Task instructions » Find and copy every line of the records that contains the word "oven", treating uppercase and lowercase as different.

Input »
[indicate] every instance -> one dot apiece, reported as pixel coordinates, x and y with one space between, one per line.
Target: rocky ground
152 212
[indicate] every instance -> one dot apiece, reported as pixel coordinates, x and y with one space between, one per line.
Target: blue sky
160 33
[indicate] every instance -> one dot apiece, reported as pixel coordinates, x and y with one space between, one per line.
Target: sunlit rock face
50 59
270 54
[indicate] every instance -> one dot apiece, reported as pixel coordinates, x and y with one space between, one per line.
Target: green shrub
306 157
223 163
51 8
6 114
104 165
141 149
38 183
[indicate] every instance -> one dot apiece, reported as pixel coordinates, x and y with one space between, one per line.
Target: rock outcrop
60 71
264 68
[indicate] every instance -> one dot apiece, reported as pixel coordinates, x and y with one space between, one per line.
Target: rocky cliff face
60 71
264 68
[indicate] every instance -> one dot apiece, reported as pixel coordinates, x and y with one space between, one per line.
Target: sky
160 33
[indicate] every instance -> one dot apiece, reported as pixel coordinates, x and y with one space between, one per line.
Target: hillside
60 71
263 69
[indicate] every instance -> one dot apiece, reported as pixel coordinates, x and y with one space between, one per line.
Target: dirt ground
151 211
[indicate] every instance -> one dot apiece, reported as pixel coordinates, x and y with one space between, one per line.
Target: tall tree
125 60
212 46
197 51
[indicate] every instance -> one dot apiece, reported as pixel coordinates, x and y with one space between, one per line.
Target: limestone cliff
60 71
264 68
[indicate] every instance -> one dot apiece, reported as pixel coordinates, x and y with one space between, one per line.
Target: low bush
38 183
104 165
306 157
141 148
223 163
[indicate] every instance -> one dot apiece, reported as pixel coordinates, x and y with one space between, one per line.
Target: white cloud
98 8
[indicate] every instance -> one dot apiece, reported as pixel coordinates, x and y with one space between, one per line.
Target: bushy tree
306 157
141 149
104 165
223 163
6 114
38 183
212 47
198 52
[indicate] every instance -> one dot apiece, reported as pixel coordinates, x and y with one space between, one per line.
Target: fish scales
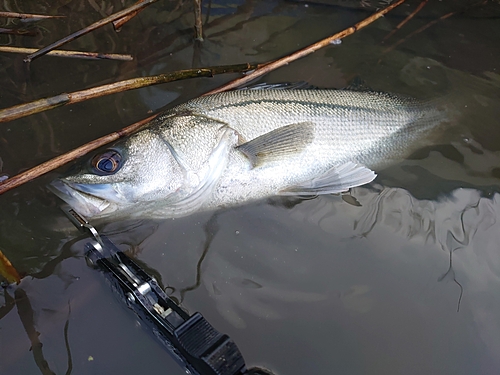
239 146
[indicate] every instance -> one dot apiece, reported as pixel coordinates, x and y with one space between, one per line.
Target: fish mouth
82 198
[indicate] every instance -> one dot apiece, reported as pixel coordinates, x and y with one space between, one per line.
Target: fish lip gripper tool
191 340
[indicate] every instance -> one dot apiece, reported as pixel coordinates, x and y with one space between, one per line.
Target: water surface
401 276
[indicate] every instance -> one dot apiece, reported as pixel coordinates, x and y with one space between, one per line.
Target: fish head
127 177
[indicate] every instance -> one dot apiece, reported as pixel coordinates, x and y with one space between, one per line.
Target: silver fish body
230 148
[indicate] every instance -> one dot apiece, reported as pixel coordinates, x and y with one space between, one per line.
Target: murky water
401 276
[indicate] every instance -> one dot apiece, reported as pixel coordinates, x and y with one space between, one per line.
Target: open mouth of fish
88 205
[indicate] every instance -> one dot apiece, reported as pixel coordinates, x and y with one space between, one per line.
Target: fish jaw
79 197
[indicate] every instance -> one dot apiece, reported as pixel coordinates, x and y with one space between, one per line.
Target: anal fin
334 180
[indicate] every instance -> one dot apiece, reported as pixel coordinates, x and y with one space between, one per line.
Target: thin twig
402 23
73 54
26 109
59 161
198 24
88 29
266 68
259 70
25 15
122 21
22 32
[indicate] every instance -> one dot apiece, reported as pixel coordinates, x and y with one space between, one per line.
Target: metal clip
81 223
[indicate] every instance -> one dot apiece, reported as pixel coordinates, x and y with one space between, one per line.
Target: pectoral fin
335 180
289 139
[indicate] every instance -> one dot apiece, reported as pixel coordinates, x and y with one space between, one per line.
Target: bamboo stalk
266 68
26 109
72 54
88 29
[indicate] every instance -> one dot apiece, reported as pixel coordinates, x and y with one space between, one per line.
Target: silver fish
234 147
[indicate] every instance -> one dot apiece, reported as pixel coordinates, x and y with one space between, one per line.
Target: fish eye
108 162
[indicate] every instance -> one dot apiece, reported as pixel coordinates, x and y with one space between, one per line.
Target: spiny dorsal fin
289 139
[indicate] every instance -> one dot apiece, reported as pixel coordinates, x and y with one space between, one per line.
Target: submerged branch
198 24
90 28
59 161
25 15
259 71
432 23
72 54
122 21
26 109
266 68
22 32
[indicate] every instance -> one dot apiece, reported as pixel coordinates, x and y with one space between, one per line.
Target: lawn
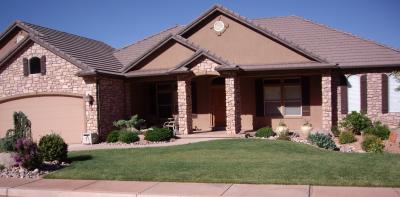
236 161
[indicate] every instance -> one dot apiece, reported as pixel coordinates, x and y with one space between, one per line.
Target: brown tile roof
132 52
335 46
92 53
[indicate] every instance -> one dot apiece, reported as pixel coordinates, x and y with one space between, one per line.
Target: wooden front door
218 107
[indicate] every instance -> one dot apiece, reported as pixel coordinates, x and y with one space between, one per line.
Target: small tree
22 130
132 124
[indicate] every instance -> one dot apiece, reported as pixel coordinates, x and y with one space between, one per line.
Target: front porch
204 100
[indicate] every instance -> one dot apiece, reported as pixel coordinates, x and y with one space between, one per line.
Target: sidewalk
93 188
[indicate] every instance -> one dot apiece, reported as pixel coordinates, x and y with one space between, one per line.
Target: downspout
98 105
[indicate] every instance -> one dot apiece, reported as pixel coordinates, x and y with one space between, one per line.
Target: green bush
346 137
284 136
322 140
128 136
158 134
27 154
52 147
113 136
6 144
378 129
265 132
356 122
335 131
372 143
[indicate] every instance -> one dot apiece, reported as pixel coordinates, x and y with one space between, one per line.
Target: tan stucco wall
59 78
242 45
167 58
10 43
63 115
250 121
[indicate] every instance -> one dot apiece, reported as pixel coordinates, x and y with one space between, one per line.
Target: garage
63 115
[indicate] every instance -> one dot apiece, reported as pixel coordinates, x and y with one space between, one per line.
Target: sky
122 22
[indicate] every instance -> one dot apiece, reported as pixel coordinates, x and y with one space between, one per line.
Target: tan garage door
59 114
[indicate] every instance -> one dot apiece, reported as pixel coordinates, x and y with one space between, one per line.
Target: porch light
89 98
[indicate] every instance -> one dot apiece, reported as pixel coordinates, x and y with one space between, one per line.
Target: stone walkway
93 188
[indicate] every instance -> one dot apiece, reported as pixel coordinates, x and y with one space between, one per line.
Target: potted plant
306 128
281 128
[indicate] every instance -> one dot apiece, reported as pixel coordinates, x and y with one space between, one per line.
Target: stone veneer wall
184 105
60 78
112 104
374 100
232 101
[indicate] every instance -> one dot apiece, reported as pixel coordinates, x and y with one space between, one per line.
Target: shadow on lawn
79 158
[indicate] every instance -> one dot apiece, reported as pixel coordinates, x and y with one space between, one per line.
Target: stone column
91 108
232 100
184 105
329 84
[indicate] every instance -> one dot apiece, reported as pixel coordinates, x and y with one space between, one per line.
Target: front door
218 107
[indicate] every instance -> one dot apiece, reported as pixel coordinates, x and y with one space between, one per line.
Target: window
34 65
282 97
353 93
393 94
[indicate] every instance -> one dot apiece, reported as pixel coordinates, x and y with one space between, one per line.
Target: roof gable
240 44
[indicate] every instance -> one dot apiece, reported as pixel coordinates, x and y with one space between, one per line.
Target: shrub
6 144
284 136
322 140
113 136
158 134
27 154
265 132
133 123
22 129
356 122
378 129
335 131
372 144
346 137
128 136
52 147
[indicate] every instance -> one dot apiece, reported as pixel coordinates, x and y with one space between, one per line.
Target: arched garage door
59 114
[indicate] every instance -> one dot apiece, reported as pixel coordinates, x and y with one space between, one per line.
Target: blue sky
121 22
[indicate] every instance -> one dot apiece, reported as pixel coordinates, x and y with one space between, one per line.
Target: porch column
232 101
184 105
329 83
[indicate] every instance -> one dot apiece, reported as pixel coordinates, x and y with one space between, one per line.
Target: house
221 71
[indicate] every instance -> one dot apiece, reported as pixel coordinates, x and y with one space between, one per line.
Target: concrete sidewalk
92 188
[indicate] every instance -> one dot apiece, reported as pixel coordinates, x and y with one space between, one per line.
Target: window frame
390 78
348 92
282 99
38 65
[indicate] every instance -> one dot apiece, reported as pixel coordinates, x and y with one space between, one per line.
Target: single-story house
221 71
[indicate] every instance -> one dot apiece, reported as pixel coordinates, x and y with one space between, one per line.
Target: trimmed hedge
322 140
378 129
113 136
372 143
158 134
346 137
52 147
265 132
128 137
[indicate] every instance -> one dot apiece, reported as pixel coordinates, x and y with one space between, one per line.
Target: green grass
236 161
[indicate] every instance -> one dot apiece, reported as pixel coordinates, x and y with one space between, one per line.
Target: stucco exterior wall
250 121
374 98
241 45
112 104
59 78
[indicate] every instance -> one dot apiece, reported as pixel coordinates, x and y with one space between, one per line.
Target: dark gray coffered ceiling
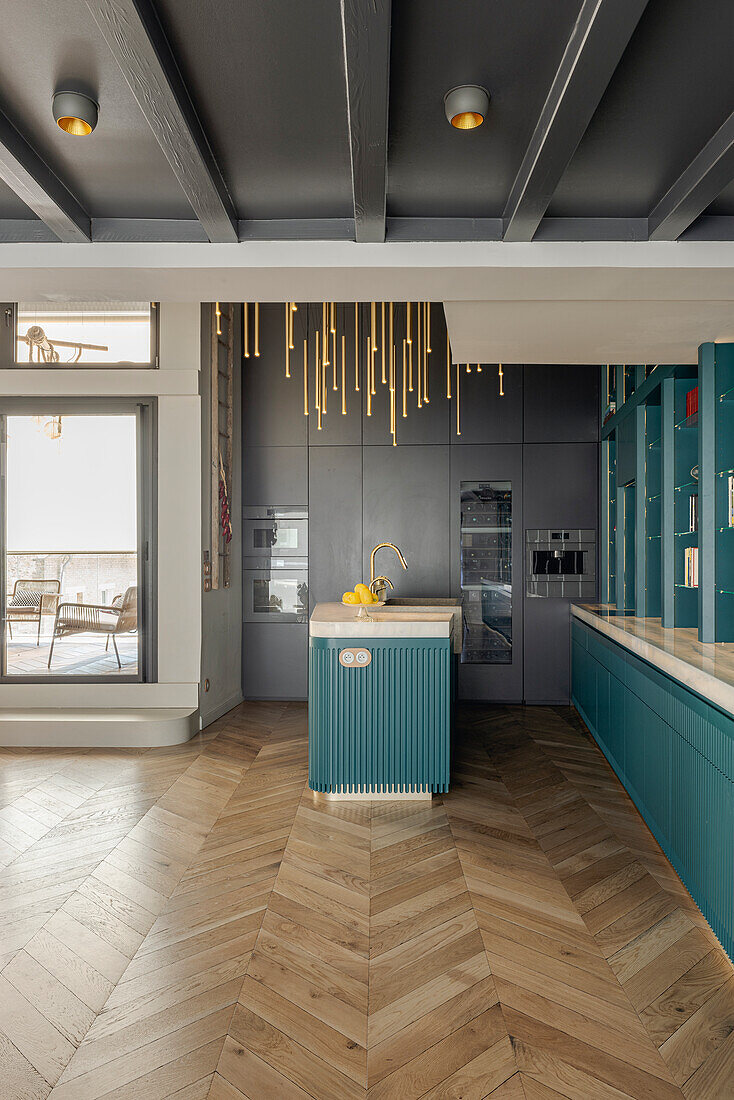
277 119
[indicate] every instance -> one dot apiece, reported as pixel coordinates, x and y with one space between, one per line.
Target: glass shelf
484 530
690 424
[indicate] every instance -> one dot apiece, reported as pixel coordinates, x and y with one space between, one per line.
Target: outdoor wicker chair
97 618
30 601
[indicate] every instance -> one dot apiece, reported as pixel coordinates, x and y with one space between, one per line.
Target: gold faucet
380 584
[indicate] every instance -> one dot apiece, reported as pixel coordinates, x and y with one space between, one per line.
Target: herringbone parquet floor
193 923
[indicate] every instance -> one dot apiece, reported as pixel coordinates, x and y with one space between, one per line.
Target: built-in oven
275 564
560 562
274 532
276 594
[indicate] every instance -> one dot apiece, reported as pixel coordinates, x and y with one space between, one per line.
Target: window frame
145 413
9 339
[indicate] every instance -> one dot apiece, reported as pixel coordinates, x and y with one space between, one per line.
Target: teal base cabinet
675 755
383 728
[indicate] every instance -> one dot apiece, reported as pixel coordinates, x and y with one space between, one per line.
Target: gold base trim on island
370 794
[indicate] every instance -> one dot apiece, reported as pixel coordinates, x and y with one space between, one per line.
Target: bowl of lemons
361 595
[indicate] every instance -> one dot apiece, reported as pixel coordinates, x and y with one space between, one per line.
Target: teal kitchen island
380 701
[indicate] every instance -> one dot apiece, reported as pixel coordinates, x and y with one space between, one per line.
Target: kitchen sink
424 602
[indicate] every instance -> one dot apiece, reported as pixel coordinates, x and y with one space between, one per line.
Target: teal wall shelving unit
666 493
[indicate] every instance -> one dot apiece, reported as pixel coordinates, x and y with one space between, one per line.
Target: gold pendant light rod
343 374
318 382
369 377
357 347
448 365
419 355
287 316
458 403
426 349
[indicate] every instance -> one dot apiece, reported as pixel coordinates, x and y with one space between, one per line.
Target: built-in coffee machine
560 562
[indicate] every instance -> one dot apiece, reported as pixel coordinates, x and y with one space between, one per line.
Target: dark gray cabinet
274 475
561 484
561 404
502 462
541 436
335 498
272 405
405 499
485 416
275 660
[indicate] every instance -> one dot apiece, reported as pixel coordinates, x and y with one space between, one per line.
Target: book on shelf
691 568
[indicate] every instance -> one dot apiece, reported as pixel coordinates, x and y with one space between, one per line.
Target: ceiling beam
598 41
697 187
365 28
133 33
31 178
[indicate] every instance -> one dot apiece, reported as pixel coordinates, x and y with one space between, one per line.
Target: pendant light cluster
392 348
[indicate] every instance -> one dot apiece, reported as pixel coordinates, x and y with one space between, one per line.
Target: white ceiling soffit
342 271
585 331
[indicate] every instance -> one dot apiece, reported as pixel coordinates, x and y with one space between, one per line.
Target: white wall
221 608
176 386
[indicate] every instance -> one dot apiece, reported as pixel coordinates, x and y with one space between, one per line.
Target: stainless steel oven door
275 538
275 595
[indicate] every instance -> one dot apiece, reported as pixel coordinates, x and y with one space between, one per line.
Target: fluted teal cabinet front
384 727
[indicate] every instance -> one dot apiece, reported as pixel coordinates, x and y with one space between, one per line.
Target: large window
73 551
86 333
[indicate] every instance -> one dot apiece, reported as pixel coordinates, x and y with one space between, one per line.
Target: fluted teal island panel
385 727
675 754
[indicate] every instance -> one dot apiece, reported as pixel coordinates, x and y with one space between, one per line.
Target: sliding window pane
72 546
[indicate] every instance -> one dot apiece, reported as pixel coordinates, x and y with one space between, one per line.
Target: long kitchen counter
659 705
704 668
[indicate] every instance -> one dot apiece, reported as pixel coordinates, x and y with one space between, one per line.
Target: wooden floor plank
193 923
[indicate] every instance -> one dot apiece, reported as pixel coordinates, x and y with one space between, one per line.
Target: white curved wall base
148 727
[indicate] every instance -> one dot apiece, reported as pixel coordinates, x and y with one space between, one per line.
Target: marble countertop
338 620
705 668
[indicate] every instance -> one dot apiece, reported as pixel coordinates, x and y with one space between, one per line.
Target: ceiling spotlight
75 113
467 106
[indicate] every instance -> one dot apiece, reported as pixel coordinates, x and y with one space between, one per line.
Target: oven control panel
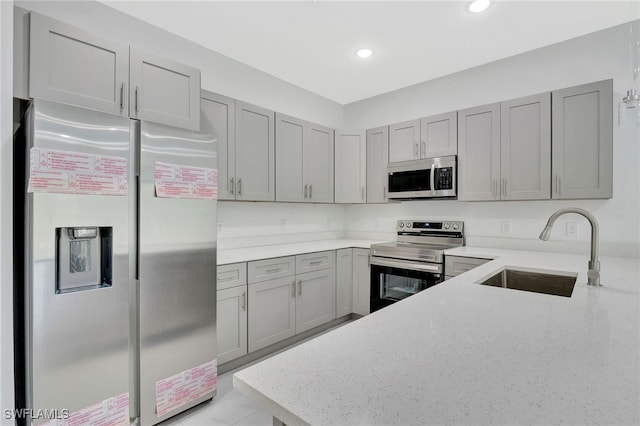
420 226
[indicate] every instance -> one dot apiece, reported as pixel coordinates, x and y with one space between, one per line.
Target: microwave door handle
432 179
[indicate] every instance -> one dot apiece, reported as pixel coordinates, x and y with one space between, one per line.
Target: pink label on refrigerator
69 172
113 411
185 387
178 181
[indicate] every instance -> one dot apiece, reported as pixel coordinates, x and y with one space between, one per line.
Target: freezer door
177 299
76 263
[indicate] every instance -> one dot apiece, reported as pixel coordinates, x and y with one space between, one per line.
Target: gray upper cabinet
404 141
377 159
164 91
439 135
319 166
479 153
582 135
217 117
304 161
350 166
291 139
526 148
76 67
255 153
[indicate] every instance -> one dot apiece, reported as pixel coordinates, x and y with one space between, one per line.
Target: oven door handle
405 264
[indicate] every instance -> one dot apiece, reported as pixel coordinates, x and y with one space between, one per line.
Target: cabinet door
315 300
319 164
525 148
76 67
404 141
344 282
217 117
361 282
291 139
351 170
479 153
164 91
231 323
377 159
272 315
439 135
255 153
582 136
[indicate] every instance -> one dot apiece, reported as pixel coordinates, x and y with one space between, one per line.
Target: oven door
394 279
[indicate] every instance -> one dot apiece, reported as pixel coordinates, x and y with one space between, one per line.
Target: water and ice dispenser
84 258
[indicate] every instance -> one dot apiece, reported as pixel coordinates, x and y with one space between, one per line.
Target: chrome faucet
593 274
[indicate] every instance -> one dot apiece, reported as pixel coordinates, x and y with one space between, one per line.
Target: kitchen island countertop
464 353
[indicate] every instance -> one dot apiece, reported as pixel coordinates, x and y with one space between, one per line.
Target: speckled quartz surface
464 353
278 250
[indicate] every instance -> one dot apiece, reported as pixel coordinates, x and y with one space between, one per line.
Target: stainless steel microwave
426 178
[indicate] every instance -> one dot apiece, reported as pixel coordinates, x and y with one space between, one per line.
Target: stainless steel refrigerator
118 291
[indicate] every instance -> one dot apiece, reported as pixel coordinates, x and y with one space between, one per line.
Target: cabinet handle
122 96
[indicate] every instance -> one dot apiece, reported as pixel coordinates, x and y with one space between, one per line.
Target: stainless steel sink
538 282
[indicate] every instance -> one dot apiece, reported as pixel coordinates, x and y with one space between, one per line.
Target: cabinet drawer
454 265
268 269
231 275
314 261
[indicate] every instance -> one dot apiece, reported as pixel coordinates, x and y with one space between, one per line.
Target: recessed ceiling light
364 53
478 6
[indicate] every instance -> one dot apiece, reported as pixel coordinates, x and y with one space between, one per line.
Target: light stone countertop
247 254
464 353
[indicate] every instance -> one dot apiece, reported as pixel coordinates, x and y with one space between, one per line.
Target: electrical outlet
506 226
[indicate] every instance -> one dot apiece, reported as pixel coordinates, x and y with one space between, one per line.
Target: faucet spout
593 274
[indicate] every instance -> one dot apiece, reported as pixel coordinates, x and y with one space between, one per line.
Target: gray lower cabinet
231 325
231 311
404 141
361 282
456 265
304 161
164 91
73 66
344 282
283 303
582 152
350 166
377 159
254 153
217 117
439 135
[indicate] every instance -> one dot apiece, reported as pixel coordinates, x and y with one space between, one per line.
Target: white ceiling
312 43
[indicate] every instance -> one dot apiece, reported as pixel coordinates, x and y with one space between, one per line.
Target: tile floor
230 407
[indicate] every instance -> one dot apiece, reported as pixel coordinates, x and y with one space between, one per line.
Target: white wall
243 224
6 208
220 74
593 57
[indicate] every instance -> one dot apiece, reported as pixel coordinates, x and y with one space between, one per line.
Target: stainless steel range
414 262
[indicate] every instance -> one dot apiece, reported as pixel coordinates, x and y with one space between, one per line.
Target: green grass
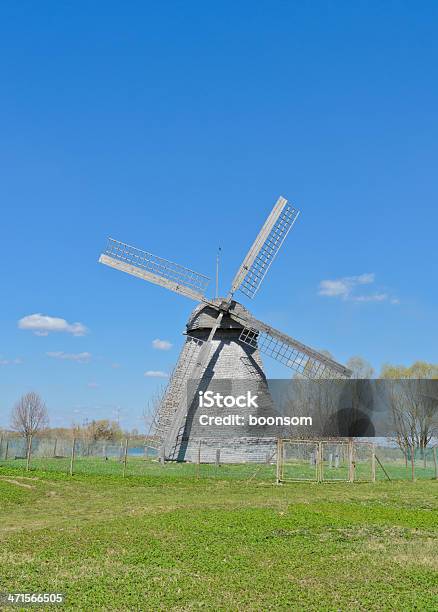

Solution to the exercise »
Target: built-in oven
Target: stainless steel oven door
Target: oven control panel
Target: oven door handle
Target: oven door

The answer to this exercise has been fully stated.